**Exercise task**. Copy out word for word the lines of the data below, starting with the line that contains "Point to the white ceiling." and going on through the last line of the data.

====

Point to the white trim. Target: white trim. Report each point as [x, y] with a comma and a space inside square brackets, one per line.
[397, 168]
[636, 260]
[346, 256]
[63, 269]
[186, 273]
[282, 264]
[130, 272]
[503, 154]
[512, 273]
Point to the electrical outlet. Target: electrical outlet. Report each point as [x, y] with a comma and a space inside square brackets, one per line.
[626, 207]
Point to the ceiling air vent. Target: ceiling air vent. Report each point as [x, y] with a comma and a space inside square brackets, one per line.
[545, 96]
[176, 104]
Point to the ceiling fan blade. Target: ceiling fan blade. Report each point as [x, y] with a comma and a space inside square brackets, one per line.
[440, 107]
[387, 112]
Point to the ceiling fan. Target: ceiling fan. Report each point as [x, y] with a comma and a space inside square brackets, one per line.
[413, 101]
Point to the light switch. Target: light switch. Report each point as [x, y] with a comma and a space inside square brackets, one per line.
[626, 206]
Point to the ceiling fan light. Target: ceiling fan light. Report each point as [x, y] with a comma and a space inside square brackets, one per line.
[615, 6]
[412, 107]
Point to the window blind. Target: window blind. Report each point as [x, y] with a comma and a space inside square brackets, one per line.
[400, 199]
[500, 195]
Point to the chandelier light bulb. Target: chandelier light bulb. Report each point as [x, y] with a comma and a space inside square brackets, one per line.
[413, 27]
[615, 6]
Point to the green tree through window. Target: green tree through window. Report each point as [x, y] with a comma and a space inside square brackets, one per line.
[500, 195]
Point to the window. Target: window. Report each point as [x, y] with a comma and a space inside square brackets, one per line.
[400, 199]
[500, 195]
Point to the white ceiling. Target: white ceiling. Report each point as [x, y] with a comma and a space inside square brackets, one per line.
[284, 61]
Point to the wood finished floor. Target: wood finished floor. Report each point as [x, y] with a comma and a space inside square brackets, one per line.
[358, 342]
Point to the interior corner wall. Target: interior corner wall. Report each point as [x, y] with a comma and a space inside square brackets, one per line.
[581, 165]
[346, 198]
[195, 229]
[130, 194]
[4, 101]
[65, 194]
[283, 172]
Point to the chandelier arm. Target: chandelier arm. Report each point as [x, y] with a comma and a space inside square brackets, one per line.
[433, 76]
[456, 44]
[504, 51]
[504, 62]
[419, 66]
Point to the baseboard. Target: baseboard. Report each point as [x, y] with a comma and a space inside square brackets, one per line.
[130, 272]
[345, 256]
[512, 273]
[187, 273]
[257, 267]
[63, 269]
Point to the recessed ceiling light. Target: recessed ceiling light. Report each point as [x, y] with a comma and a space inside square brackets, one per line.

====

**Worked answer**.
Point to the white ceiling. Target: white ceiling. Report each point as [x, y] with a comma and a space inside square brackets, one per line.
[284, 61]
Point to the wood finished floor. Target: wood finished floor. Report each point as [x, y] with a comma and a space inside square brackets, one per line.
[358, 342]
Point to the interior corner wall. Target: interior corner wall. Report each point as [x, y] with a comma and a space inside square brackets, one per line.
[581, 165]
[346, 198]
[195, 229]
[130, 194]
[4, 101]
[65, 194]
[283, 172]
Point to the chandelier arm. Target: chandelier arm. Report each point as [x, y] with a comma and a space inside square brackets, one per line.
[433, 76]
[456, 44]
[504, 51]
[504, 62]
[419, 66]
Point to the baseboard. Target: baseboard. Report each point as [x, y] with a comma and a space inside square brackets, one per line.
[130, 272]
[345, 256]
[512, 273]
[187, 273]
[257, 267]
[63, 269]
Point to the recessed ceiling light. Target: recessed ceiling light. Report each point as [x, y] with a comma and a space inside square brackets, one per line.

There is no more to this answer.